_Provided passage_
Segment Open
Nick accompanies Terry on several of his escapades, including bowling naked with two women in a bowling alley. Nick attempts to try heroin for the first time, but Terry convinces him that the two should do LSD instead. Later, a psychic directs them to visit an aquarium. Due to Terry's dedication to Nick's plans, Nick offers to indulge in one of Terry's fantasies; Terry takes Nick to a rooftop to spy on apartment windows with binoculars. Later that night, Nick convinces Terry to accompany him to a pharmacy where he commits robbery.

Liz is infuriated when Nick and Terry resurface after a five-day bender, finding them staying in Nick's hometown north of the city with his Aunt Elise. Accompanied by Terry and Liz, Nick makes a visit to his estranged parents nearby and reconnects with his father. Elise and Liz attempt to keep Nick's ex-girlfriend, Mary, from contacting him. Terry disagrees with this, and facilitates a meeting for the two.

Nick grows increasingly volatile, and attempts a bank robbery before Terry brings him to the hospital. Terry ultimately euthanizes Nick by injecting a lethal overdose of medication into his IV. After Nick's funeral, Terry digs up his cremains and throws them off the San Francisco–Oakland Bay Bridge. Later, he approaches a woman in his neighborhood on the sidewalk, returning a watch she lost on the bus the year prior. He admits to her that he had been watching and photographing her, but apologizes and promises to never do so again.

==Production==
Taylor has claimed that the film is loosely autobiographical. Taylor himself once spent six years traveling around the country with a friend. In one interview, Taylor claimed: "When I was 19, I contemplated suicide and attempted to hold up a drug store."

It was shot in San Francisco and in other locations around Northern California.

==Release and reception==
Dream with the Fishes debuted at the Sundance Film Festival, and was picked up by Sony's indie division Sony Pictures Classics. It would go on to earn $460,000 in limited release in June 1997. In Australia, it also received a limited theatrical release in October 1997. It had earlier been shown in Australia at the Melbourne International Film Festival on August 4, 1997.
Segment Closed
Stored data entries
Segment Open
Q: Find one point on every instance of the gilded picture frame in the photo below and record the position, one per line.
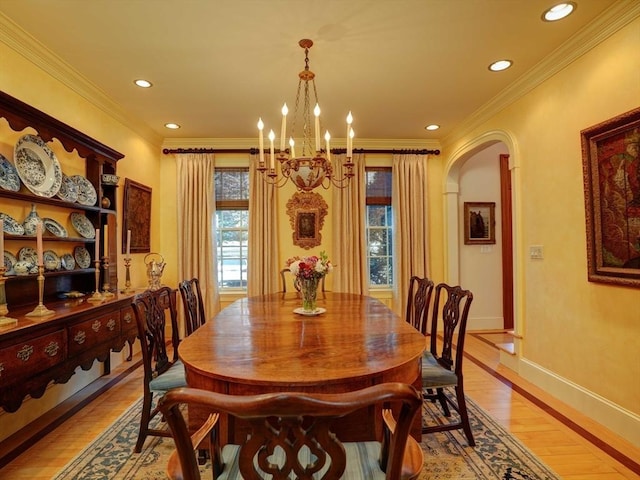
(479, 223)
(136, 216)
(611, 174)
(306, 214)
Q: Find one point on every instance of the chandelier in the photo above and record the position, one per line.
(312, 167)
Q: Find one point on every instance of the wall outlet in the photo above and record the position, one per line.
(536, 252)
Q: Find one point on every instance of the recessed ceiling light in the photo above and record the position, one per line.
(500, 65)
(143, 83)
(558, 12)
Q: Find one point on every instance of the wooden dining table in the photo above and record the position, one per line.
(259, 345)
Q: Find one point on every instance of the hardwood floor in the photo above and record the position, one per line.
(573, 445)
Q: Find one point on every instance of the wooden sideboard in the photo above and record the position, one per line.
(38, 351)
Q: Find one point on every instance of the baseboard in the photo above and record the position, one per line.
(617, 419)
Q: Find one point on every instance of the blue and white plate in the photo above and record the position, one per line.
(37, 166)
(9, 179)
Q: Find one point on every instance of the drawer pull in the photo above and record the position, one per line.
(52, 349)
(25, 353)
(80, 337)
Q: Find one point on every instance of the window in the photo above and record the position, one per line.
(232, 226)
(379, 227)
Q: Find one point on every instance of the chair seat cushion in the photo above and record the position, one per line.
(434, 375)
(362, 462)
(172, 378)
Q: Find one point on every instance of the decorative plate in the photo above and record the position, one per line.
(82, 225)
(82, 256)
(67, 261)
(54, 227)
(317, 311)
(51, 260)
(9, 261)
(9, 179)
(86, 193)
(37, 166)
(28, 254)
(68, 190)
(11, 226)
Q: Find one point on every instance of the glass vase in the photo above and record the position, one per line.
(309, 291)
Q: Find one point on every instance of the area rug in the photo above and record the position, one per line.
(497, 454)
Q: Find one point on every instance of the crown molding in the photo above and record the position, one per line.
(616, 17)
(31, 49)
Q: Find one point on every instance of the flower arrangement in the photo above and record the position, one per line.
(308, 272)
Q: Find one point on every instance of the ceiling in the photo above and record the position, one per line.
(219, 65)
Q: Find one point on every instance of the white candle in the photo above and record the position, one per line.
(96, 256)
(106, 241)
(261, 141)
(272, 137)
(283, 132)
(327, 137)
(39, 243)
(316, 112)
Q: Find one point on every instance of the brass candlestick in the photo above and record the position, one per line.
(106, 288)
(40, 310)
(97, 296)
(4, 320)
(127, 281)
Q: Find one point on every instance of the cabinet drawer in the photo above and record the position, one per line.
(31, 356)
(92, 332)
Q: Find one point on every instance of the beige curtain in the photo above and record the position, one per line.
(349, 240)
(411, 230)
(196, 210)
(262, 266)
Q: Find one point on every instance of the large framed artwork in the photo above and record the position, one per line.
(479, 223)
(611, 169)
(306, 214)
(136, 216)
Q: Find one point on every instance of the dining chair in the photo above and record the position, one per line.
(193, 307)
(440, 368)
(290, 435)
(161, 373)
(418, 303)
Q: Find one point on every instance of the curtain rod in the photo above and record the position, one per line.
(254, 151)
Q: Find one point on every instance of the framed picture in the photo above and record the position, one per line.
(306, 214)
(479, 223)
(611, 168)
(136, 216)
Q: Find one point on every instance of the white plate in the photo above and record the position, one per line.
(316, 312)
(86, 193)
(67, 261)
(82, 256)
(9, 179)
(37, 166)
(54, 227)
(9, 261)
(28, 254)
(82, 225)
(68, 190)
(11, 226)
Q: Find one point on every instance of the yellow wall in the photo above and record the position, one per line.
(580, 338)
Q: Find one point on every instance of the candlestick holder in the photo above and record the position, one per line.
(40, 310)
(106, 288)
(127, 280)
(97, 296)
(4, 320)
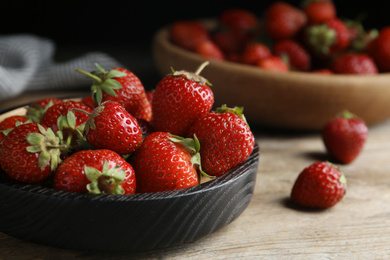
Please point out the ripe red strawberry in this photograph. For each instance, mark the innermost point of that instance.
(273, 63)
(58, 113)
(298, 57)
(36, 110)
(238, 20)
(225, 139)
(122, 86)
(95, 171)
(228, 41)
(30, 153)
(327, 39)
(379, 49)
(88, 100)
(344, 136)
(163, 163)
(324, 71)
(354, 63)
(254, 52)
(111, 127)
(10, 123)
(179, 99)
(210, 50)
(320, 185)
(283, 21)
(319, 11)
(145, 126)
(188, 34)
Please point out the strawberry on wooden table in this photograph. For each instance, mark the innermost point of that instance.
(344, 136)
(254, 52)
(354, 63)
(298, 57)
(122, 86)
(225, 139)
(30, 153)
(319, 11)
(188, 34)
(327, 39)
(69, 117)
(238, 20)
(321, 185)
(37, 109)
(283, 21)
(179, 99)
(9, 123)
(95, 171)
(110, 126)
(379, 49)
(210, 50)
(273, 63)
(165, 162)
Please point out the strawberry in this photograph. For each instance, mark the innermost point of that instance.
(283, 21)
(379, 49)
(30, 153)
(179, 99)
(88, 100)
(164, 163)
(354, 63)
(321, 185)
(146, 127)
(298, 57)
(225, 139)
(254, 52)
(344, 136)
(95, 171)
(122, 86)
(228, 41)
(273, 63)
(110, 126)
(63, 116)
(328, 38)
(324, 71)
(210, 50)
(319, 11)
(36, 110)
(188, 34)
(238, 20)
(10, 123)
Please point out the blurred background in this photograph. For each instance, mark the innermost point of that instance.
(125, 29)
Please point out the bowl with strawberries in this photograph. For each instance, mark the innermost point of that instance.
(123, 169)
(291, 68)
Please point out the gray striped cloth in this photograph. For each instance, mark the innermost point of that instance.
(26, 63)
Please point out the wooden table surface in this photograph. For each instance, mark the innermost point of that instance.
(270, 228)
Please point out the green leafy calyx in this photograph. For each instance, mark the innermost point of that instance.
(103, 81)
(107, 181)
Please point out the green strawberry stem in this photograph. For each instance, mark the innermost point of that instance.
(201, 67)
(238, 111)
(193, 76)
(48, 145)
(107, 181)
(321, 37)
(342, 178)
(193, 145)
(90, 75)
(103, 82)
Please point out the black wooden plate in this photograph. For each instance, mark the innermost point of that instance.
(134, 222)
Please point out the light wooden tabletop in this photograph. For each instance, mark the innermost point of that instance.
(270, 228)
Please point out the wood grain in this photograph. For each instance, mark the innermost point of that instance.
(271, 228)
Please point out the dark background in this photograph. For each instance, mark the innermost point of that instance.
(125, 29)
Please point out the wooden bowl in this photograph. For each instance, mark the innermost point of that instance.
(133, 222)
(293, 100)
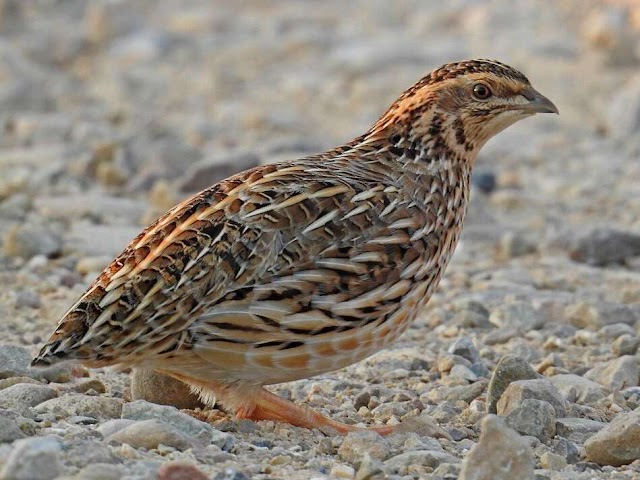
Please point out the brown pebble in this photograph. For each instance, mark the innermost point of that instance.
(180, 471)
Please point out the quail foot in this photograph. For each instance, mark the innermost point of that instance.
(290, 270)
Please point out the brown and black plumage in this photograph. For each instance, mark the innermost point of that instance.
(293, 269)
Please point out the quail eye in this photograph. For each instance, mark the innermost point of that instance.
(481, 91)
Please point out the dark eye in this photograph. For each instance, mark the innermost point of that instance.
(481, 91)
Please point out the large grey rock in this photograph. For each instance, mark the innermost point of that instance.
(500, 454)
(538, 389)
(22, 396)
(37, 458)
(618, 443)
(509, 369)
(535, 418)
(14, 361)
(616, 374)
(578, 389)
(151, 433)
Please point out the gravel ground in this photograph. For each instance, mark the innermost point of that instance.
(525, 364)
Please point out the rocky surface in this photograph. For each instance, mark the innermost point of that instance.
(113, 111)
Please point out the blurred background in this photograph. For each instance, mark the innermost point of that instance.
(113, 111)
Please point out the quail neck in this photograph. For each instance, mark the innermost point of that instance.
(293, 269)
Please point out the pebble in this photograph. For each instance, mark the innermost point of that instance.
(10, 427)
(82, 405)
(429, 458)
(539, 389)
(500, 454)
(617, 443)
(578, 389)
(180, 471)
(465, 348)
(27, 241)
(201, 432)
(21, 397)
(616, 374)
(509, 369)
(577, 429)
(342, 471)
(552, 461)
(14, 361)
(369, 469)
(595, 315)
(516, 313)
(356, 444)
(209, 171)
(157, 388)
(602, 246)
(150, 434)
(533, 417)
(34, 459)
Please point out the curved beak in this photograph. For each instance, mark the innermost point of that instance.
(538, 103)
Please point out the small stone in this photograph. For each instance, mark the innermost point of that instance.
(80, 452)
(538, 389)
(180, 471)
(231, 474)
(27, 241)
(9, 427)
(616, 374)
(27, 299)
(626, 345)
(162, 389)
(200, 431)
(206, 172)
(342, 471)
(84, 405)
(465, 348)
(577, 429)
(149, 434)
(467, 393)
(500, 454)
(484, 180)
(603, 246)
(535, 418)
(463, 372)
(595, 315)
(552, 461)
(566, 449)
(578, 389)
(429, 458)
(102, 471)
(14, 361)
(509, 369)
(618, 443)
(22, 396)
(516, 313)
(356, 444)
(515, 244)
(34, 458)
(369, 468)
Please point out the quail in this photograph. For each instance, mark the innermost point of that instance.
(290, 270)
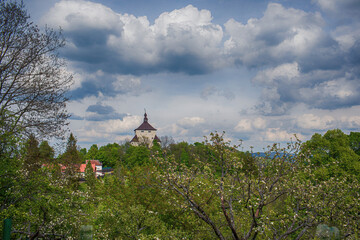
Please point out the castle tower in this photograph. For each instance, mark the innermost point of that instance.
(145, 134)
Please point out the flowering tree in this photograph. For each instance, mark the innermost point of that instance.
(277, 198)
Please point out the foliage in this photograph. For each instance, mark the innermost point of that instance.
(90, 176)
(33, 79)
(276, 196)
(46, 152)
(333, 154)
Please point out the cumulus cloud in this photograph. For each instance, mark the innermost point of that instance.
Segment Closed
_Your tasks_
a) From the Dream with the Fishes article, reproduce the passage that begins at the words "Liz is infuriated" and stops after the words "for the two.".
b) Continue the Dream with the Fishes article from where it stops.

_Answers in order_
a)
Liz is infuriated when Nick and Terry resurface after a five-day bender, finding them staying in Nick's hometown north of the city with his Aunt Elise. Accompanied by Terry and Liz, Nick makes a visit to his estranged parents nearby and reconnects with his father. Elise and Liz attempt to keep Nick's ex-girlfriend, Mary, from contacting him. Terry disagrees with this, and facilitates a meeting for the two.

b)
The film received a relatively positive reception from critics, with Rotten Tomatoes giving the film a rating of 61% based on 44 reviews. Roger Ebert stated in June 1997 that the film "shows some of the signs of unchained ambition." The Los Angeles Times said that "of all the towering blockbusters this summer, Dream With The Fishes has more heart than the lot of them." Dan Webster of The Spokesman-Review commented in August 1997 that Dream with the Fishes is "a perfect example of the kind of personal film that won’t necessarily connect with a larger audience." He added that it is "told with a sensitivity that, while not exactly Oscar-worthy, does manage to touch on feelings most mainstream films don’t even admit exist."

Dennis Harvey of Variety labelled it a "a flat-out imitation of some more adventurous strains in ’70s U.S. cinema", noting that the film "ends up looking wholly original in the current indie landscape" because of this. Dream with the Fishes was included in Magill's Cinema Annual 1998: A Survey of the Films of 1997, which also noted its similarities to 1970s American cinema. The book states that, "Dream with the Fishes pays homage to '70s films like Dealing (1971), The Last Detail (1973) and California Split (1974), with unapologetic substance abuse, retro costumes, and characters who drop out of the mainstream on their way to enlightenment." The book further added that, "Taylor gives the picture a stark and distinctive visual style and the film stock itself was processed to further imitate the grainy, color-saturated look of '70s cinema."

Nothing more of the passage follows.